▶ _The records_:
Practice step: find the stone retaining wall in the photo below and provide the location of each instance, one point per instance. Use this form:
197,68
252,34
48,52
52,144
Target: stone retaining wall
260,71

▶ _What to work on_: Retype all of the listing exactly, leaving out no line.

▶ _Finished task_:
Practice step: find the stone retaining wall in the photo below and provide the location of each instance, one point per instance. Use this form:
197,68
252,34
48,52
52,144
Target: stone retaining wall
260,71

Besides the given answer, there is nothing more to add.